• What you need to do:
1. Answer these questions from the passage on hypoxia tolerance in Amazonian cichlids:
(a) How many species did Almeida-Val et al. (1995) examine for sensitivity to hypoxia?
(b) After how many days of hypoxia exposure did Cichlasoma amazonarum show changes?
(c) Which species in the study came from a forest stream?
2. Write a continuation of the passage on hypoxia tolerance in Amazonian cichlids, picking up after its final sentence.

Passage for review section start

The pressure exercised by some environments, like várzea lakes, where there is a great variation in the dissolved oxygen levels, leads to a higher phenotypic plasticity induced by the gene expression. In this work, Almeida-Val et al. (1995) reported that the sensitivity of 15 species to hypoxia was related to its ldh tissue distribution in different tissues, for example, specimens from hypoxic environments showed a restriction of ldh-b expression in the heart, while specimens from normoxic waters showed a regular ldh distribution. Also, in this study, Cichlasoma amazonarum was a special case, showing both patterns, with changes after 51 days of hypoxia exposure, resulting in a metabolic shutdown in this species, showing that the ldh gene expression is regulated according to environmental conditions (Almeida-Val et al. 1995). To go directly to the point, the phenotypic plasticity observed in Amazonian cichlids may be considered the key that allows the animals to survive chronic and periodic hypoxia.

What comes to our attention is that all these studies were conducted with animals from várzea, igapós, or lakes, showing an influence of the dissolved oxygen variation in the plasticity of these animals to endure hypoxia. As far as we know, this is the first work accessing the hypoxia responses and tolerance of a cichlid fish from forest streams, a stable environment when it comes to dissolved oxygen concentration. Our results with A. pallidus, the species from forest stream, showed us a different trend from the one discussed previously; this animal does not change liver oxidative metabolism, with no change in the LDH or CS activity, presenting a small decrease in the oxygen consumption rate, and some changes in the mitochondrial metabolism in order to keep the aerobic respiration, which has shown to be an ineffective strategy, making this animal sensitive to hypoxia, and, apparently, presenting no or low phenotypic plasticity when it comes to this stressor, which is different from any other Amazonian cichlid species ever studied. Our results with this species showed us the need to understand how these species from such a stable environment may or may not develop its plasticity to endure different stressors that might come as a result of global warming and deforestation. Other than that, we also suggest that, in this case, the life history seems to be more important than the natural plasticity exhibited by the Amazonian Cichlids group.

Passage for review section end
Extracted entries section start

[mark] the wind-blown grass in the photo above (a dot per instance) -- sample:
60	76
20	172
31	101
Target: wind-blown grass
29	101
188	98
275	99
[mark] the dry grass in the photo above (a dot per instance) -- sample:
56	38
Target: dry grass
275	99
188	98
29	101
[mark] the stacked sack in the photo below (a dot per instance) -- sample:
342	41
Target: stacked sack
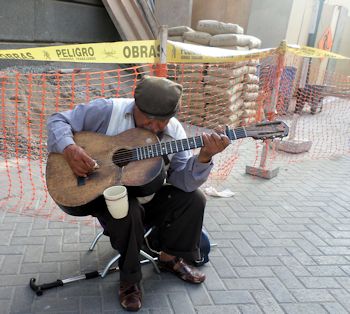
250	94
229	90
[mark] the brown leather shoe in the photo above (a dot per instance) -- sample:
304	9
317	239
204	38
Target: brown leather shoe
182	270
130	296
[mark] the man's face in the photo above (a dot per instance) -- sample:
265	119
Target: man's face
154	125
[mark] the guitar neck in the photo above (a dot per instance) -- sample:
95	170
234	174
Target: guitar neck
176	146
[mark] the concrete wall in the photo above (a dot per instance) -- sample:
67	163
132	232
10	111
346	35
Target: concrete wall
55	21
301	17
228	11
174	13
269	21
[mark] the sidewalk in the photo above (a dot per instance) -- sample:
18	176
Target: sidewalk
283	247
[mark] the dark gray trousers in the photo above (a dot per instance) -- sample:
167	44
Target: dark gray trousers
178	216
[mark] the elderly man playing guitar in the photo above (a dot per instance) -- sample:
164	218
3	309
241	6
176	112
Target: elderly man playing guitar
175	208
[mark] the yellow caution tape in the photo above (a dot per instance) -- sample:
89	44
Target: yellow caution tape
148	51
310	52
178	52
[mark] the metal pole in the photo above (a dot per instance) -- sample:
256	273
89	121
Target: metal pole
161	68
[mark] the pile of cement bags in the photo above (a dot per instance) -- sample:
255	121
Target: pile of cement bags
218	93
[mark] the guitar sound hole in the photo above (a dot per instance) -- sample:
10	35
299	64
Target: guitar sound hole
122	157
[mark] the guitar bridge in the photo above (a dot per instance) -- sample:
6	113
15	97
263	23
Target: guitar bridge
81	181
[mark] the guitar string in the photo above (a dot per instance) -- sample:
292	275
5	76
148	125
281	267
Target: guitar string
149	150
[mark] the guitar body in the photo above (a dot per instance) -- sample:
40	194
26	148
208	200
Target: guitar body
142	177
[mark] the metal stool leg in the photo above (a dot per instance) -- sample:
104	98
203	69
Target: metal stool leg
151	259
109	265
93	244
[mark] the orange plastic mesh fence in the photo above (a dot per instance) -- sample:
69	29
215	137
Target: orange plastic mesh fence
232	94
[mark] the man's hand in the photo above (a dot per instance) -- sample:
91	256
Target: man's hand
213	144
79	161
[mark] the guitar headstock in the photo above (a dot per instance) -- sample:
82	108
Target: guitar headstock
267	130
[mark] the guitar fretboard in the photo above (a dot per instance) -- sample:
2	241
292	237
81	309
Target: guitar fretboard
176	146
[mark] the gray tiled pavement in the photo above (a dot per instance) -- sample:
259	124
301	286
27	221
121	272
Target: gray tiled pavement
283	247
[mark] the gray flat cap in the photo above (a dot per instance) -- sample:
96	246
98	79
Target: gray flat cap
158	97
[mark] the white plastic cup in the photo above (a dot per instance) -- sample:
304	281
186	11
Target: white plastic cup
116	198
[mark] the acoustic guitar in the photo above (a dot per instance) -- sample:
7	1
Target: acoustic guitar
133	158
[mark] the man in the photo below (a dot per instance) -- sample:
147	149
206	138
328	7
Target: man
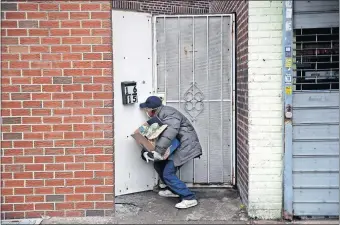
178	127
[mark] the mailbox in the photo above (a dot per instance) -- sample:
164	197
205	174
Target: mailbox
129	92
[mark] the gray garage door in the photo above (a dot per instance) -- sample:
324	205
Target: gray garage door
194	69
316	110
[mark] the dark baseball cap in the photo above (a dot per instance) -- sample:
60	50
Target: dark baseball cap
151	102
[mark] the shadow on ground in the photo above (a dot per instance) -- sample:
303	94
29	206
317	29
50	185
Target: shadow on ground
216	206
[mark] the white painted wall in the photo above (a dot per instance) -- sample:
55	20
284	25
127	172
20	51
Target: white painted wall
265	110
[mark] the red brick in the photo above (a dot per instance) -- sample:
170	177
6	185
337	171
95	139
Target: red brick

Extracted entries section end

• Outputs by task:
1.
(a) 15 species
(b) 51 days
(c) A. pallidus

2.
Conclusion

In conclusion, analyzing the results obtained in the present work, we confirmed that the hypothesis that natural variation in dissolved oxygen brings a higher hypoxia tolerance to the species that live in that environment. Furthermore, comparing closely related species showed that different responses reflect in their ability to endure hypoxia. M. festivus higher hypoxia tolerance is related to this species ability in modulating the metabolic rate and anaerobic metabolism, by decreasing the oxygen consumption rate and increasing the activity of the LDH, while keeping low levels of oxidative stress, a response intrinsically related to its environment natural oxygen variation. On the other hand, A. pallidus, a species less tolerant to hypoxia, is not able to activate the anaerobic metabolism in the liver and cannot decrease the oxygen consumption rate effectively, relying on the mitochondrial modulation through the increase of its catalytic efficiency and decrease of its P50, which enhance mitochondrial affinity by oxygen, meaning that less oxygen is necessary to fulfill half of mitochondrial performance. At last, but not least, we can affirm that both species use different strategies to face hypoxia and that those strategies might contribute to their specific tolerance to low oxygen, which is clearly related to their natural environment variation of oxygen levels. The present work suggests that A. pallidus will be more threatened by a sudden hypoxia appearance in its environment, which is certainly predictable as a result of global warming and deforestation, leading to a loss of fish diversity.